_THE PROBLEM_:
Rewrite the records below with "rock" changed to "stone" wherever it occurs, and keep every other part of the lines the same.

_DATASET ROWS_:
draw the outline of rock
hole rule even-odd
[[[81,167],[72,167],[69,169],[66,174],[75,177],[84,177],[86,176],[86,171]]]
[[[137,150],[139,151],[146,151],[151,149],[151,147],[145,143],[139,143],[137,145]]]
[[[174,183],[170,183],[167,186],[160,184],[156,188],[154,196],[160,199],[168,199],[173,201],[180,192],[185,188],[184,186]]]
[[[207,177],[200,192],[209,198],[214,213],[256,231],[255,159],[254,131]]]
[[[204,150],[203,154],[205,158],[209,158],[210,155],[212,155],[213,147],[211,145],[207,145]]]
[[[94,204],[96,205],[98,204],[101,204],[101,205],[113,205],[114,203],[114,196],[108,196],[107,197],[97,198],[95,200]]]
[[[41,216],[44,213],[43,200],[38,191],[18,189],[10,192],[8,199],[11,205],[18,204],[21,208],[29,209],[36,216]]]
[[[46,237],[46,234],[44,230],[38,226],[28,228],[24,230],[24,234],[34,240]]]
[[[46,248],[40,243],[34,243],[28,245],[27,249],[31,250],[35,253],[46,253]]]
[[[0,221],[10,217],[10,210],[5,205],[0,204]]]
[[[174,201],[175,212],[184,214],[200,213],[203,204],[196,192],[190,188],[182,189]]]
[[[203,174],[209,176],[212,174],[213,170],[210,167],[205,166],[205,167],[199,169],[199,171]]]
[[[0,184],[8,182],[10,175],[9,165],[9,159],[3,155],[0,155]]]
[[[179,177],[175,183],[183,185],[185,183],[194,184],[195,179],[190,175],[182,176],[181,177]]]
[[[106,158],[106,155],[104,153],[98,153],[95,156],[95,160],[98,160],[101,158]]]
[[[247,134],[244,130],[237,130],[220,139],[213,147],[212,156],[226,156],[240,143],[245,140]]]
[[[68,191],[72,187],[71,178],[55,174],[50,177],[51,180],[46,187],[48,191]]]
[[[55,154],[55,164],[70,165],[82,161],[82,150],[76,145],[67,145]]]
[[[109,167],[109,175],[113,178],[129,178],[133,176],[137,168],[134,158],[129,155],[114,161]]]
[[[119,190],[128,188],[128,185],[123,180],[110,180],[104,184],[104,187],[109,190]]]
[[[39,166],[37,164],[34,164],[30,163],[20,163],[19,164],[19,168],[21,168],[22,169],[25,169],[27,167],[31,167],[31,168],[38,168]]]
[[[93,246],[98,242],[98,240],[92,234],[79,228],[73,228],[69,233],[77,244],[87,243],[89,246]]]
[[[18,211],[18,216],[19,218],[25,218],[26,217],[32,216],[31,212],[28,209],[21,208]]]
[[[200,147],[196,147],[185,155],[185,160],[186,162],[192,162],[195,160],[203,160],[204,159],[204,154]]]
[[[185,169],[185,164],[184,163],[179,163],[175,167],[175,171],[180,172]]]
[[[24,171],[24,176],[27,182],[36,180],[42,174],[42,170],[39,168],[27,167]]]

_REPLY TO THE EXERCISE_:
draw the outline of stone
hole rule even-odd
[[[81,167],[72,167],[69,169],[66,174],[75,177],[84,177],[86,176],[86,171]]]
[[[137,150],[139,151],[146,151],[151,149],[151,147],[145,143],[139,143],[137,145]]]
[[[174,183],[170,183],[167,186],[160,184],[156,188],[154,196],[160,199],[168,199],[173,201],[180,192],[185,188],[184,186]]]
[[[207,177],[200,192],[209,198],[214,213],[256,231],[255,159],[254,131]]]
[[[204,150],[203,154],[205,158],[209,158],[210,155],[212,155],[213,147],[211,145],[207,145]]]
[[[94,204],[96,205],[98,204],[101,204],[101,205],[113,205],[114,203],[114,196],[108,196],[107,197],[97,198],[95,200]]]
[[[41,216],[44,213],[43,200],[38,191],[18,189],[10,192],[8,199],[11,205],[18,204],[21,208],[29,209],[36,216]]]
[[[46,237],[46,234],[44,230],[38,226],[28,228],[24,230],[24,234],[34,240]]]
[[[46,248],[40,243],[34,243],[28,245],[27,249],[31,250],[35,253],[46,253]]]
[[[0,221],[10,217],[10,210],[5,205],[0,204]]]
[[[174,201],[175,212],[184,214],[200,213],[203,204],[196,192],[190,188],[182,189]]]
[[[203,174],[209,176],[212,174],[213,170],[210,167],[205,166],[205,167],[199,169],[199,171]]]
[[[0,184],[8,182],[10,175],[9,165],[9,159],[3,155],[0,155]]]
[[[179,177],[175,183],[183,185],[185,183],[194,184],[195,179],[190,175],[182,176],[181,177]]]
[[[106,158],[106,155],[104,153],[98,153],[95,156],[95,160],[98,160],[101,158]]]
[[[247,134],[244,130],[237,130],[220,139],[213,147],[212,156],[226,156],[240,143],[245,140]]]
[[[68,191],[72,187],[71,178],[55,174],[50,177],[51,180],[46,187],[48,191]]]
[[[55,154],[55,164],[70,165],[82,161],[82,150],[76,145],[67,145]]]
[[[109,167],[109,175],[113,178],[129,178],[133,176],[137,168],[134,158],[129,155],[114,161]]]
[[[119,190],[128,188],[128,185],[123,180],[110,180],[104,184],[104,187],[109,190]]]
[[[39,166],[37,164],[34,164],[30,163],[20,163],[19,164],[19,168],[21,168],[22,169],[25,169],[27,167],[31,167],[31,168],[38,168]]]
[[[93,246],[98,242],[98,240],[92,234],[79,228],[73,228],[69,233],[77,244],[87,243],[89,246]]]
[[[18,211],[18,216],[19,218],[25,218],[26,217],[32,216],[31,212],[28,209],[21,208]]]
[[[200,147],[196,147],[185,155],[185,160],[186,162],[192,162],[195,160],[203,160],[204,159],[204,154]]]
[[[185,169],[185,164],[184,163],[179,163],[175,167],[175,171],[180,172]]]
[[[24,171],[24,176],[27,182],[36,180],[42,174],[42,170],[39,168],[27,167]]]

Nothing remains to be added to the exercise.